→ Data supplied
:::::

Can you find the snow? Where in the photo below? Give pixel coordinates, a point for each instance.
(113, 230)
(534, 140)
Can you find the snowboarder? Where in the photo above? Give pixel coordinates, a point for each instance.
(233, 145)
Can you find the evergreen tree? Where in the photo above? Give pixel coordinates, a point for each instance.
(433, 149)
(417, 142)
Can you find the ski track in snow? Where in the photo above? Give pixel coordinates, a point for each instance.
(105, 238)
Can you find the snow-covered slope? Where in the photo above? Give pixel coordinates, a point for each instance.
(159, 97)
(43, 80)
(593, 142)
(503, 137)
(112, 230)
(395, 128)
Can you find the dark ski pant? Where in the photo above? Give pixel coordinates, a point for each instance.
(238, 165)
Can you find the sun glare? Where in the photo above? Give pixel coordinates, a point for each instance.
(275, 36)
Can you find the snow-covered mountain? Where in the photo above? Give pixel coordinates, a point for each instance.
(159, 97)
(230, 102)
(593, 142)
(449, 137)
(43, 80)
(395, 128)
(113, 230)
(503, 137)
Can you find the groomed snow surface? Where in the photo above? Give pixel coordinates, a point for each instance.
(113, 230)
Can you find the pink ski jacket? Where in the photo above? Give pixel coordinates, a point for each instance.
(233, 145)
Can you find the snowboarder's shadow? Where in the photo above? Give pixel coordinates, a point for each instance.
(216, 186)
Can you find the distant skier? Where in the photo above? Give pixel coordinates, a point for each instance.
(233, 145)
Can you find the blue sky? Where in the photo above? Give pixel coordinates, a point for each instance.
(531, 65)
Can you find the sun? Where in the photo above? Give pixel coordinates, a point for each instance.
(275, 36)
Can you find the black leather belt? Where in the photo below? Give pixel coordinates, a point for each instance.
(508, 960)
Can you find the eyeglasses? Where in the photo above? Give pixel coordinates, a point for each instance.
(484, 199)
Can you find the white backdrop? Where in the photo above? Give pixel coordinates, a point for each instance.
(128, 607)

:::::

→ Exercise aim
Recopy all of the records verbatim.

→ Problem solution
Can you find the snow? Where in the photo below? Give pixel coordinates, a point for each instance.
(113, 230)
(534, 140)
Can you find the snowboarder? Where in the photo above? Give pixel coordinates, a point for each instance.
(233, 145)
Can you find the evergreen tree? Where in the photo above? Give pixel coordinates, a point for each instance.
(433, 149)
(417, 142)
Can you find the ski track in snow? Where in the photo above? Give pixel coordinates, a point for each instance.
(105, 238)
Can you find the snow-covered slope? Where in the photo above? Give pixel coordinates, a point for each instance.
(159, 97)
(43, 80)
(593, 142)
(503, 137)
(112, 230)
(395, 128)
Can you find the dark ski pant? Where in the photo above? Give pixel coordinates, a point for each instance.
(238, 165)
Can you find the sun glare? Where in the photo above? Give pixel coordinates, a point for each instance.
(275, 36)
Can you find the snow-covered mountain? Where in the photo above? Give pixel coordinates, a point for each instance.
(159, 97)
(230, 102)
(593, 142)
(449, 137)
(43, 80)
(395, 128)
(113, 230)
(503, 137)
Can you find the groomed snow surface? Where in the photo above? Give pixel coordinates, a point for each instance.
(113, 230)
Can you find the pink ski jacket? Where in the photo above? Give pixel coordinates, a point for each instance.
(233, 145)
Can you find the snowboarder's shadow? Where in the photo above? Give pixel coordinates, a point for each instance.
(216, 186)
Can you find the distant skier? Where in the photo above? Give pixel coordinates, a point for each instance.
(233, 145)
Can you find the blue sky? Where in the photo above? Give pixel coordinates, a point for each instance.
(531, 65)
Can you find the sun? Where in the photo above? Give pixel coordinates, a point for each instance.
(275, 36)
Can you find the black leather belt? Where in the photo below? Give pixel coordinates, a point for each instance.
(508, 960)
Can you find the eyeglasses? Where in the photo above? Give pixel coordinates, a point for each instance.
(484, 199)
Can you find the white backdrop? Where in the photo above? Give pixel coordinates, a point for each instance.
(128, 607)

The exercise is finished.